Joelle and Jean-François Furic decided to establish La Compagnie Bretonne at the southwestern tip of Finistère, in the heart of the Cornish fishing ports. Sten and Maria Furic continue their parents’ and grandparents’ profession and now carry the precious legacy of four generations of expertise.
The history of the Furic cannery began in 1920, but it was Nicolas Appert from Chalon-sur-Marne who, in 1795, developed a process that would revolutionize the food industry.
Whenever you open a tin of food, you have a brilliant inventor to thank: Nicolas Appert.
Sixty years before Louis Pasteur, he discovered the food safety chains that preserve the bacteriological quality of products.
In 1784, Nicolas Appert was a confectioner in Paris. In addition to making sweets, he worked on a major challenge… How can foods such as vegetables, fruit, fish, and meat be preserved for a long time?
In 1795, he discovered that by exposing food to heat in hermetically sealed, sterile containers, the shelf life could be extended indefinitely. This was the birth of canning. Nicolas Appert founded the world’s first cannery in Nantes.
One hundred years later, at the beginning of the 20th century, the art of canning reached its peak in Brittany.
Today, the company is led by Sten Furic and his sister Maria Furic. It employs 80 people and processes 1,500 tons of raw materials per year.

TASK REQUIREMENTS:
Answer these questions from the text on the Furic cannery.
(a) In what year did the history of the Furic cannery begin?
(b) In which city did Nicolas Appert found the world's first cannery?
(c) How many people does the company employ today?

[Natural language region descriptions]
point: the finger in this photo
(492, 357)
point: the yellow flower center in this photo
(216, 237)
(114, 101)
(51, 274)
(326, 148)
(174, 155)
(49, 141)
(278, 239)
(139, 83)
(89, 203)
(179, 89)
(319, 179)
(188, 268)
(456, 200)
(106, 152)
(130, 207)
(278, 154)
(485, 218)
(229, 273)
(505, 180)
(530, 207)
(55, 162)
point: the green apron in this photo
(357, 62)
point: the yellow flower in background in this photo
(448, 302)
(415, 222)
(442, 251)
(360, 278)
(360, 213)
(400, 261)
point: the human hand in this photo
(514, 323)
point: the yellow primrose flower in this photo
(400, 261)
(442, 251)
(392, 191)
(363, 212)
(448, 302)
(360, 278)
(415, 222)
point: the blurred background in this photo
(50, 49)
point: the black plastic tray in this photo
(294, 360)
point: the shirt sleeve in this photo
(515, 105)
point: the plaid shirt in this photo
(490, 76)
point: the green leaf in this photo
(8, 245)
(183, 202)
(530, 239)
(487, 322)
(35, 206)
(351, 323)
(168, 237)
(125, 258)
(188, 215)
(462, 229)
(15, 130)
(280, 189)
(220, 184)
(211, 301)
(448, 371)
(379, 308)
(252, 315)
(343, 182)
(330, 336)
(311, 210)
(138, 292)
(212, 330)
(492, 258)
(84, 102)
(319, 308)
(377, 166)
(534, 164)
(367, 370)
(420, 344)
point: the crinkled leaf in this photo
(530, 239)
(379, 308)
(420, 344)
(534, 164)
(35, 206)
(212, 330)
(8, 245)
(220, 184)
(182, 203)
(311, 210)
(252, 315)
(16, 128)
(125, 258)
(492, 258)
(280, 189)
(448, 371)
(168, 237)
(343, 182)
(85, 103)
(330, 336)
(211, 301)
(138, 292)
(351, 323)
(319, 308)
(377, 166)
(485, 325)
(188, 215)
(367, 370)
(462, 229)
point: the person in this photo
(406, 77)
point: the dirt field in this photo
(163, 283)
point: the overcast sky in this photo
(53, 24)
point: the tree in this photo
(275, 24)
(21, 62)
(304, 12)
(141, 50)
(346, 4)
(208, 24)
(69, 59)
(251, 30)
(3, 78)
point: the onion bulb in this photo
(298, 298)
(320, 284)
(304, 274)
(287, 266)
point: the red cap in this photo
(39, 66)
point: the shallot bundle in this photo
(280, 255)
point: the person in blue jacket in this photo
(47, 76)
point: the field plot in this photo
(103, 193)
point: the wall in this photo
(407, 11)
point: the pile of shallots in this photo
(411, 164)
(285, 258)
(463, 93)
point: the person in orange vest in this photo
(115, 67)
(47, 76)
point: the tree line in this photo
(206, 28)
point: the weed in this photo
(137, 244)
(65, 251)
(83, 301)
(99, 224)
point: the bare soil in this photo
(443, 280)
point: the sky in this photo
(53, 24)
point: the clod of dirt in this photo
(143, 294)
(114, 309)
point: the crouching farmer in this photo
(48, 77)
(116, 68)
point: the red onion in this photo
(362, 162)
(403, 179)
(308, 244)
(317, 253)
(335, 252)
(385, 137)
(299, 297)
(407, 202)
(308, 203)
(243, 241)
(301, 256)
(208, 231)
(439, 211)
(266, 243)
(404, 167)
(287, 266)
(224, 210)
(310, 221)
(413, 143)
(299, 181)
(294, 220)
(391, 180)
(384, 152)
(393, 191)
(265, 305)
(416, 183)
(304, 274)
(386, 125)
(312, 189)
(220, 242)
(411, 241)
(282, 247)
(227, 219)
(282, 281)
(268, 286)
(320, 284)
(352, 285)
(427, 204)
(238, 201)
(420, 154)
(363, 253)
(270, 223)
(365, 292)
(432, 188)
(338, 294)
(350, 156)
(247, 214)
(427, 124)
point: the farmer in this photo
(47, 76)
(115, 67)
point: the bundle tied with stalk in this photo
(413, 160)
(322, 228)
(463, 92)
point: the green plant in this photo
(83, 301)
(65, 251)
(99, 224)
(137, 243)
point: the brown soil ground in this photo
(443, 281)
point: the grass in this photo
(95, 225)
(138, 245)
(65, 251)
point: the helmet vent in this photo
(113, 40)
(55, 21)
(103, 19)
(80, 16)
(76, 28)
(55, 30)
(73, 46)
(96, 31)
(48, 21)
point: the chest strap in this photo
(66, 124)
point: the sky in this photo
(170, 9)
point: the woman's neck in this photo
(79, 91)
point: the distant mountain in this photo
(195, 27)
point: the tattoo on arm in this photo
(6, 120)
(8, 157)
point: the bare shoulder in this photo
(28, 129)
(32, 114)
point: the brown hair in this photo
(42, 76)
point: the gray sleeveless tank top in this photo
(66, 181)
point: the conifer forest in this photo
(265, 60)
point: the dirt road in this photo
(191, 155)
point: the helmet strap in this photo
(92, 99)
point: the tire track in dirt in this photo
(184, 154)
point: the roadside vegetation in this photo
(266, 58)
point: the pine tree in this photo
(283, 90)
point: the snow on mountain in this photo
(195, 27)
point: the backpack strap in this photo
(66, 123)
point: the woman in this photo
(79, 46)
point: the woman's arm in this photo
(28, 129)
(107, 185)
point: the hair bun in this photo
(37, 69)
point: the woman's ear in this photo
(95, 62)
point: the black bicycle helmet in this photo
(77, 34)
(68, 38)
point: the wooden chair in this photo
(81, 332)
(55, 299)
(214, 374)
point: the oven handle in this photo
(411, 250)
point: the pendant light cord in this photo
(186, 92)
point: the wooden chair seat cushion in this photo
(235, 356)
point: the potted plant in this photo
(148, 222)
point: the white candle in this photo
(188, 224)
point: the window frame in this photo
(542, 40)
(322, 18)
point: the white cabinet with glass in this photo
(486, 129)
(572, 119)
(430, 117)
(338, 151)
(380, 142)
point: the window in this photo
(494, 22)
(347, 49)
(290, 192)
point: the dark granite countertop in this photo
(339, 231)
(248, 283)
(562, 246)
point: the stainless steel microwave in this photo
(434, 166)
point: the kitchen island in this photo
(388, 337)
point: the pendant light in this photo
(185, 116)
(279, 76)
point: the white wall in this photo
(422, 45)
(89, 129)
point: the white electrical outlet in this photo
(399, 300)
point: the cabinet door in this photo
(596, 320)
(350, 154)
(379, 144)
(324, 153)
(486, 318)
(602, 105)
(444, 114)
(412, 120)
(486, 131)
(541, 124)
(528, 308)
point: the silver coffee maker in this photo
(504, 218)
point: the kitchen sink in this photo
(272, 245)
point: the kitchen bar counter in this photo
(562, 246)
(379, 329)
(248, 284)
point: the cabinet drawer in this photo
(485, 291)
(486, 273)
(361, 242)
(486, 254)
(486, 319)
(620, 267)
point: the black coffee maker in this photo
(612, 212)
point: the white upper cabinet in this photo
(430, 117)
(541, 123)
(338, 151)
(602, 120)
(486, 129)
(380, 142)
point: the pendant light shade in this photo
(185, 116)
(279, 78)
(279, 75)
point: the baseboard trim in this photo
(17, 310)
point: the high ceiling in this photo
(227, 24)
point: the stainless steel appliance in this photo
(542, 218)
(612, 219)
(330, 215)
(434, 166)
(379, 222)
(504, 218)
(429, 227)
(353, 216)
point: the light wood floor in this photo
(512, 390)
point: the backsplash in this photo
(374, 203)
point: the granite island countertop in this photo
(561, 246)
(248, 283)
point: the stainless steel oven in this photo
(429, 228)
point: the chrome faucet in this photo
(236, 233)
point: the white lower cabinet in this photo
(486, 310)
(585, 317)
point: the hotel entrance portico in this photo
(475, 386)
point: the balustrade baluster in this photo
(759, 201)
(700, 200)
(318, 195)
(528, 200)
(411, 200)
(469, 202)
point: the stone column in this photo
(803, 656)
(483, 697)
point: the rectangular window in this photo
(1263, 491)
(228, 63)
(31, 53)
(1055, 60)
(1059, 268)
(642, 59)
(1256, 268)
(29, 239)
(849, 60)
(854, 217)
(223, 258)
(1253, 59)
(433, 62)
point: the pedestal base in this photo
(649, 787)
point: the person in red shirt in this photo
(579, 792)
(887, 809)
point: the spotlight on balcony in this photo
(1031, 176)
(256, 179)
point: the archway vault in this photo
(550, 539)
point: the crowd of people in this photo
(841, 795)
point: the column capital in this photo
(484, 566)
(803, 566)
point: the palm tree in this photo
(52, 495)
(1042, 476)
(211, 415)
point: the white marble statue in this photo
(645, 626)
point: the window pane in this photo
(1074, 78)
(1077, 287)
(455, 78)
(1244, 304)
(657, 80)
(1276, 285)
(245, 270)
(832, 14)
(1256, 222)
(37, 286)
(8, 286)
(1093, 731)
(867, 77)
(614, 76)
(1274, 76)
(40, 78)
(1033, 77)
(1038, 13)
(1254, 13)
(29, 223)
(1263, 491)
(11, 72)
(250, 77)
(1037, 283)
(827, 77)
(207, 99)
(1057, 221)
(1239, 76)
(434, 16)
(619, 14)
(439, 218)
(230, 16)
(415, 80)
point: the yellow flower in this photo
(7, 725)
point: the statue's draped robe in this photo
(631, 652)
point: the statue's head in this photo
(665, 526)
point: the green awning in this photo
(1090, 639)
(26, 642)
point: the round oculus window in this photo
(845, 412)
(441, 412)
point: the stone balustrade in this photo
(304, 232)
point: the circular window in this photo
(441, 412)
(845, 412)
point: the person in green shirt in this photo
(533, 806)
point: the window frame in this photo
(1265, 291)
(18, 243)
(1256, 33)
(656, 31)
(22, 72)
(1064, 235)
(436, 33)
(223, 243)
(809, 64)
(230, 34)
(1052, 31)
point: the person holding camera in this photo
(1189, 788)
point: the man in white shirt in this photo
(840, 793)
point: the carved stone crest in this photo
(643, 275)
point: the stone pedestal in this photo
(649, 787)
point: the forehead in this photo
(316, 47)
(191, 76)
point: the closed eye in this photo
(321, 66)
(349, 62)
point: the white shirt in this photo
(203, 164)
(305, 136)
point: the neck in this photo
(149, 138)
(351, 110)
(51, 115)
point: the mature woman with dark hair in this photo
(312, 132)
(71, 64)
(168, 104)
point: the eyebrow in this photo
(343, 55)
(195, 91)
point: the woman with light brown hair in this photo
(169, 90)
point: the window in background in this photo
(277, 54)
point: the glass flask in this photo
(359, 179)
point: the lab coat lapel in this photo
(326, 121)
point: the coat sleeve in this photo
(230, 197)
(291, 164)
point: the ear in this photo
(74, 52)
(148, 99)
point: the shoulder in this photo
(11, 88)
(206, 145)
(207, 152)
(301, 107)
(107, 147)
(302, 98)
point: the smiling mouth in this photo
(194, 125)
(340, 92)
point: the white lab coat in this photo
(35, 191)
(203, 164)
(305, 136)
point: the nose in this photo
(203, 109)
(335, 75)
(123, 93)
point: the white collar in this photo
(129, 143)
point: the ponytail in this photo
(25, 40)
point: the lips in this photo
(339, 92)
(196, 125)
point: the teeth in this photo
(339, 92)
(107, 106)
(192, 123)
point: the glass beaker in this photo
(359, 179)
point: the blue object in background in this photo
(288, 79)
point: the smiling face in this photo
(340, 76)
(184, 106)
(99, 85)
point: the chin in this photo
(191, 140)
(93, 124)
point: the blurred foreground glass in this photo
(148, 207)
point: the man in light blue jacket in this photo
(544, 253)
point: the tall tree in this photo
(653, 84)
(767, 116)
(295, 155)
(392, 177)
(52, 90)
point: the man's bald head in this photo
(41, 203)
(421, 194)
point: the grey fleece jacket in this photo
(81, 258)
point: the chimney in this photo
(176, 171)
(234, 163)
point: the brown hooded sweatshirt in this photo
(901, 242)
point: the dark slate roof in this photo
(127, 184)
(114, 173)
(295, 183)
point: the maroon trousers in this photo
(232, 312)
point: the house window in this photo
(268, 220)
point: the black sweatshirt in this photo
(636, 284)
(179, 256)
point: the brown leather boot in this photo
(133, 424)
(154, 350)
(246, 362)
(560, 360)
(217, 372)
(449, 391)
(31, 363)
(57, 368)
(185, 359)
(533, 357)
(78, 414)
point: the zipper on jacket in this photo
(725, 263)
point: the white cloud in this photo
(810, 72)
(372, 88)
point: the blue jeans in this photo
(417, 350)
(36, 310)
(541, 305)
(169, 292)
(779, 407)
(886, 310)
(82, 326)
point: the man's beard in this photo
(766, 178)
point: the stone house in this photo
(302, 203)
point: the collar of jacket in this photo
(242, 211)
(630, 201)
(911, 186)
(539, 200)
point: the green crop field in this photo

ANSWER TO THIS EXERCISE:
(a) 1920
(b) Nantes
(c) 80 people